[start Source passage]
Slow Food Nation: Friday

Policy for some, food for all

By Kim Carlson
August 30, 2008

The energetic and friendly people behind Slow Food Nation arranged for tents and tables to be set up on the plaza of San Francisco’s Civic Center for the farmers’ market and food-booth portion of the weekend-long event.

They arranged for the speakers in the Food for Thought series — writers Michael Pollan and Eric Schlosser, chef Dan Barber, and nutrition expert Marion Nestle, to name a few.

They arranged for Slow Food leaders and others working in a professional capacity to trade ideas during the all-day Changemakers sessions.

But they didn’t arrange for the sun. That was serendipity.

On a gorgeous warm day in San Francisco, Slow Food, the international organization that promotes “good, clean, and fair food,” and in particular, its American branch in the Bay Area, managed to create a day that had something for everyone: Slow Food delegates in from around the country, foreign journalists, nonprofit professionals who are working to change the food system — even curious passers-by who just lucked into an excellent lunch.

Victory garden at Slow Food Nation
The completed victory garden fronts San Francisco City Hall at the Civic Center.

Several hundred people listened in on Friday’s opening Food for Thought session as Slow Food founder Carlo Petrini and others discussed the world food crisis. There was a fair amount of concern on that panel about how that crisis will be addressed by governments: Will intensive sustainable farming methods be held up as the way to feed the world’s hungry? Or will more GMO foods be pushed on eaters?

Later, another session addressed the “relocalization” of food. Dan Barber fed the audience with delicious stories, including one about a French farmer who raises geese for foie gras without resorting to gavage, just by letting the birds fatten themselves up naturally in the fall.

The scale of Slow Food Nation is friendly. Michael Pollan and his wife, Judith, politely asked us if they could take over our hay bale in the shade, after we’d finished our lunch of huaraches and muffaletta sandwiches and watermelon agua fresca, gathered from the Slow-on-the-Go food booths. We recognized friends from Portland, and met many others too. The food worked its magic that way.

Let me leave you with a few ideas I gleaned from the day:

  • There is a public consequence to every choice we make when it comes to food. When we eat, or “consume” — a word that Slow Food leaders would like to banish from the conversation — we are co-producers, said Pollan. Eating food is the last step in the production of food. Thinking of it that way may help us to be more aware of our choices.
[end Source passage]
**Instructions for the task:**
Please list every speaker that the Slow Food Nation article names for the Food for Thought series in the sentence beginning "They arranged for the speakers".
[start Provided material]
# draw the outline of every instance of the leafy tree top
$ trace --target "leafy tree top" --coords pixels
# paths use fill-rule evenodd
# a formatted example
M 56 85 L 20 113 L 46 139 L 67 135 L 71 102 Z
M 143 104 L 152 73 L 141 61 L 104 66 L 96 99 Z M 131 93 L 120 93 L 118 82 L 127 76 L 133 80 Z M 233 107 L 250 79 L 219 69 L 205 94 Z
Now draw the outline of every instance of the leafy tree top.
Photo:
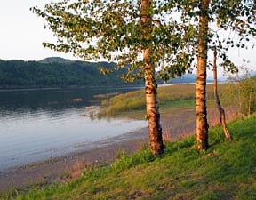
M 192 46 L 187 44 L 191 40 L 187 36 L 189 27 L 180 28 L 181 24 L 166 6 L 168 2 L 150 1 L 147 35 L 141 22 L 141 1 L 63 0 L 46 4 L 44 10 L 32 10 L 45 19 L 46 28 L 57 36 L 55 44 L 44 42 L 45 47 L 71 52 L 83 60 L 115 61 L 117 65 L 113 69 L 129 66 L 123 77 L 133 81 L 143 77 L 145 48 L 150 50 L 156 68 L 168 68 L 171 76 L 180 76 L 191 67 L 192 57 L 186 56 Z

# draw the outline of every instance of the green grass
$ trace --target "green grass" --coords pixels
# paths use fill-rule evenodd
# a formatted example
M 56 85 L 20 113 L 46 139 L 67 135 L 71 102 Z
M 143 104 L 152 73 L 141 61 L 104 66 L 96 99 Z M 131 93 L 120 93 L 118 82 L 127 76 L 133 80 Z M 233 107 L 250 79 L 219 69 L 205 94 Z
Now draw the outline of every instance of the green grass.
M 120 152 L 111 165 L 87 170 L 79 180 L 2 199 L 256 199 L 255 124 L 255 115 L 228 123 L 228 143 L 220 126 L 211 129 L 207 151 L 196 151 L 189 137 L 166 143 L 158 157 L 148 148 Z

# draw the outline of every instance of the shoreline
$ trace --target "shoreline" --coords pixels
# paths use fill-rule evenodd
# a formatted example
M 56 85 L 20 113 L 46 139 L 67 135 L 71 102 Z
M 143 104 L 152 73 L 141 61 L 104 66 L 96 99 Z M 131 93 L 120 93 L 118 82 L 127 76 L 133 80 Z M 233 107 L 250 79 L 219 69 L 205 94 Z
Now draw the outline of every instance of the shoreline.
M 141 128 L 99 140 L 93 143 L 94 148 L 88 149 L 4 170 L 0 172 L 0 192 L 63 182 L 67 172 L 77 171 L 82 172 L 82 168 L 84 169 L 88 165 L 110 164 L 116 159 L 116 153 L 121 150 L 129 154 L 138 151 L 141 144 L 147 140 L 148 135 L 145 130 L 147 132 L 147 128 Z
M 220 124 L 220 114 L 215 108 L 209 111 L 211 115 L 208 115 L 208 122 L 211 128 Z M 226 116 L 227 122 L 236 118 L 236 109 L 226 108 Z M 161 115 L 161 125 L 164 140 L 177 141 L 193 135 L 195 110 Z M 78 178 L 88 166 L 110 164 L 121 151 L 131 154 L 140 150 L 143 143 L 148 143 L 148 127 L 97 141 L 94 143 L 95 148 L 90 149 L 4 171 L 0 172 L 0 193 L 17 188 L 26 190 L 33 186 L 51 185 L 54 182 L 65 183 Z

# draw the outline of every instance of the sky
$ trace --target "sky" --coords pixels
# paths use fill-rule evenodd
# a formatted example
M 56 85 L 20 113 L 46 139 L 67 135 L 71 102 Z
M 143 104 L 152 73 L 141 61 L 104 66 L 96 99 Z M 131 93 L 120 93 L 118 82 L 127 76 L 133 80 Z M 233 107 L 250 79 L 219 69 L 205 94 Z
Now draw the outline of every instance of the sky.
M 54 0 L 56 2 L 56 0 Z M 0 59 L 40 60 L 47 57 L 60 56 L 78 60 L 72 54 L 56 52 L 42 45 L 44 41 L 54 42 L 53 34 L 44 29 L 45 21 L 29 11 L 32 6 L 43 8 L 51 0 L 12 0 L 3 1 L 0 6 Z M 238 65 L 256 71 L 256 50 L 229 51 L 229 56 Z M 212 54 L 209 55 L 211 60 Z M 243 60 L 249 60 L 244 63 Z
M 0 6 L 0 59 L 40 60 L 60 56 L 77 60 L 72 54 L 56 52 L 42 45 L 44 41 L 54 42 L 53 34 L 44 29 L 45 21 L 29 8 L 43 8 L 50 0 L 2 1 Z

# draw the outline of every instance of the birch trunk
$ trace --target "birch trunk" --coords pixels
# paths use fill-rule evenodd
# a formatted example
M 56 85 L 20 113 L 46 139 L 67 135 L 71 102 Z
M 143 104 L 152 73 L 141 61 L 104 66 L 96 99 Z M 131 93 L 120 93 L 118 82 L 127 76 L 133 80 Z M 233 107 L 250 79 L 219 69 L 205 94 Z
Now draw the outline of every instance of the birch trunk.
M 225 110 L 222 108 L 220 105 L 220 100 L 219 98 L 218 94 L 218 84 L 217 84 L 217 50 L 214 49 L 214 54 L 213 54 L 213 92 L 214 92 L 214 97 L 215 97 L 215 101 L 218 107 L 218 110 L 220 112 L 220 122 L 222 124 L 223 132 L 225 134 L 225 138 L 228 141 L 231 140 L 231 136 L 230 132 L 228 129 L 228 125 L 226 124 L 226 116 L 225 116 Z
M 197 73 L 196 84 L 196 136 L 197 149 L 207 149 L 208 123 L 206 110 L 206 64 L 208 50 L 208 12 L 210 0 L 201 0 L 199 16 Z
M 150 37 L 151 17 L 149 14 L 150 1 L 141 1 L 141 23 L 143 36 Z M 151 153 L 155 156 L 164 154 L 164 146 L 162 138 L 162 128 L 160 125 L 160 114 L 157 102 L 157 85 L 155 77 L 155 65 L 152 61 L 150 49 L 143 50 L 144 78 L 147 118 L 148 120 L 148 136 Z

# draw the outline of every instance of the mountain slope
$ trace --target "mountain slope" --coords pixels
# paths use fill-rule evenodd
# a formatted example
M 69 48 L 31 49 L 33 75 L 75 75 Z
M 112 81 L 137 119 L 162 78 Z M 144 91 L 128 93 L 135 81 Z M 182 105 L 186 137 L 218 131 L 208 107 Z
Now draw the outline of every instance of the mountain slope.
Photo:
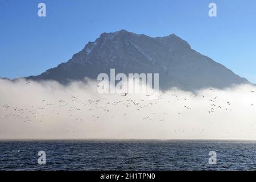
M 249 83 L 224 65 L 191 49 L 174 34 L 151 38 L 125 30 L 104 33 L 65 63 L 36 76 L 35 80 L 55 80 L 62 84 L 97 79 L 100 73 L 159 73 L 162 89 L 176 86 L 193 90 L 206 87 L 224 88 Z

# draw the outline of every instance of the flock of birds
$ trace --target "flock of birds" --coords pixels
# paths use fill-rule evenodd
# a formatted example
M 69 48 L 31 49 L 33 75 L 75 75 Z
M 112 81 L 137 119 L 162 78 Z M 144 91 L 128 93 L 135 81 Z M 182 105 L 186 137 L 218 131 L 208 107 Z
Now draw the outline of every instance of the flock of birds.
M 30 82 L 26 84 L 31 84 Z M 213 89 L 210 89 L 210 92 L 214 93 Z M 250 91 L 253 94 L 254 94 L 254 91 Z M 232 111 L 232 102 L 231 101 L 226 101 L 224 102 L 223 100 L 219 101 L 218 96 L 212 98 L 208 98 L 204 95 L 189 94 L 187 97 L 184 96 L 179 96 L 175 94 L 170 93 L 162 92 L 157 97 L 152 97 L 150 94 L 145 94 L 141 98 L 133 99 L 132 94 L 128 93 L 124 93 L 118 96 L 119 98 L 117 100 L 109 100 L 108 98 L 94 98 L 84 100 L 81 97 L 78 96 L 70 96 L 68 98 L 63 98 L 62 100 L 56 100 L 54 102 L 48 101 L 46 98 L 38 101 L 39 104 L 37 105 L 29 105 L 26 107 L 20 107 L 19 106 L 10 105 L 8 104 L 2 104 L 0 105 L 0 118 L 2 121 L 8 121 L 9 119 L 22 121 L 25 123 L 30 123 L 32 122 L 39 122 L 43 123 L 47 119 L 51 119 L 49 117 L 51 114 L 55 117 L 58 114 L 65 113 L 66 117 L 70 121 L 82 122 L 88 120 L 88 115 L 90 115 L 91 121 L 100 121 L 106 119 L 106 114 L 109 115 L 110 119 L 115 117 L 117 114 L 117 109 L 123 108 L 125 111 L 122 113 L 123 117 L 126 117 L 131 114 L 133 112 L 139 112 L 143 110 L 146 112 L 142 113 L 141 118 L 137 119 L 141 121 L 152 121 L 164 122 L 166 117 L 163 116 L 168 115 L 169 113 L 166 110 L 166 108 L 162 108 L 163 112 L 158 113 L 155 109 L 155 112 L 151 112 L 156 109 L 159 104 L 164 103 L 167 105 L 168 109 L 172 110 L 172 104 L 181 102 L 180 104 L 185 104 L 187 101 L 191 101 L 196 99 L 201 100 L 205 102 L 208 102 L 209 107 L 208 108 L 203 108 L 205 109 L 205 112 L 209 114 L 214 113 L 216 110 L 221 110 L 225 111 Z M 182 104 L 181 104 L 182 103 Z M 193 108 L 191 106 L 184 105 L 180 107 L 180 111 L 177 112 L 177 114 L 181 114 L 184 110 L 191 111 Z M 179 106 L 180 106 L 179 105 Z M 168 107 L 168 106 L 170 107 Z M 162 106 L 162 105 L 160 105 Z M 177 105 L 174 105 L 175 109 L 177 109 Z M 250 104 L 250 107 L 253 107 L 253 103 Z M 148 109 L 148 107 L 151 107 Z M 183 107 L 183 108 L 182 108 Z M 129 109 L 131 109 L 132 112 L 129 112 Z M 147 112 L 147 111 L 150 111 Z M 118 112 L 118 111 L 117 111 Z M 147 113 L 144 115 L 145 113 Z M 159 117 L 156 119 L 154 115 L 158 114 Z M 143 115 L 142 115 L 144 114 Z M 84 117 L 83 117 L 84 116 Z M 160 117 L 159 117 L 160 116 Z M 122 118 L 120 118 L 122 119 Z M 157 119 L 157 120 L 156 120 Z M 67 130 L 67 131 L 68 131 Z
[end Provided material]
**Result of this exercise:**
Michael Pollan, Eric Schlosser, Dan Barber, Marion Nestle